Directive 1:
Lay out the lines of the Source data entries as a Markdown table with the columns "Row" and "Line," numbering each row and omitting blank lines.

Document excerpt:
━━━━━━
Damani Thompson, known by the stage names, Phesto and Phesto Dee (born April 29, 1974), is an American rapper and producer.  He is one of the founding four members of the Oakland, California-based underground hip hop group Souls of Mischief, and, with the Souls of Mischief, a part of the eight-person, alternative hip hop collective, the Hieroglyphics.

Biography 
Born and raised in Oakland, California, Phesto D met fellow Souls of Mischief member Tajai, as well as Hieroglyphics' founder, Del tha Funkee Homosapien, in junior high school. Tajai introduced Phesto to members A-Plus and Opio, and the group formed in high school before releasing their debut album, 93 'til Infinity on Jive Records in 1993.

As a rapper, Phesto is "renown[ed] for his crazy, and up-tempo flows. Rhyming about anything from 'quantum cryptography' to secret Jedi mind tricks, Phesto's skills are undoubtedly a vital piece of the Hieroglyphics foundation.".
━━━━━━
(Source data)
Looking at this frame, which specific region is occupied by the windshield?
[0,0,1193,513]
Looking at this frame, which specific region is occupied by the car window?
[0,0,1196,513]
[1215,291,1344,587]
━━━━━━
Directive 2:
Carry on writing the biography of the rapper Phesto, starting after its last sentence.

Reply 1:
| Row | Line |
|---|---|
| 1 | Looking at this frame, which specific region is occupied by the windshield? |
| 2 | [0,0,1193,513] |
| 3 | Looking at this frame, which specific region is occupied by the car window? |
| 4 | [0,0,1196,513] |
| 5 | [1215,291,1344,587] |

Reply 2:
Phesto has contributed to all four Souls of Mischief albums, as well as the two Hieroglyphic studio albums.  He has also produced or performed on solo projects of various Hieroglyphics' members.

Discography

Solo
Granite Pedigree - EP (2011)
Background Check (2012)
Infrared Rum (2014)

With Souls of Mischief
93 'til Infinity (1993)
No Man's Land  (1995)
Focus (1997)
Trilogy: Conflict, Climax, Resolution (2000) 
Montezuma's Revenge (2009)
There Is Only Now (2015)

With Hieroglyphics
 3rd Eye Vision (1998)
 Full Circle (2003)
 The Kitchen (2013)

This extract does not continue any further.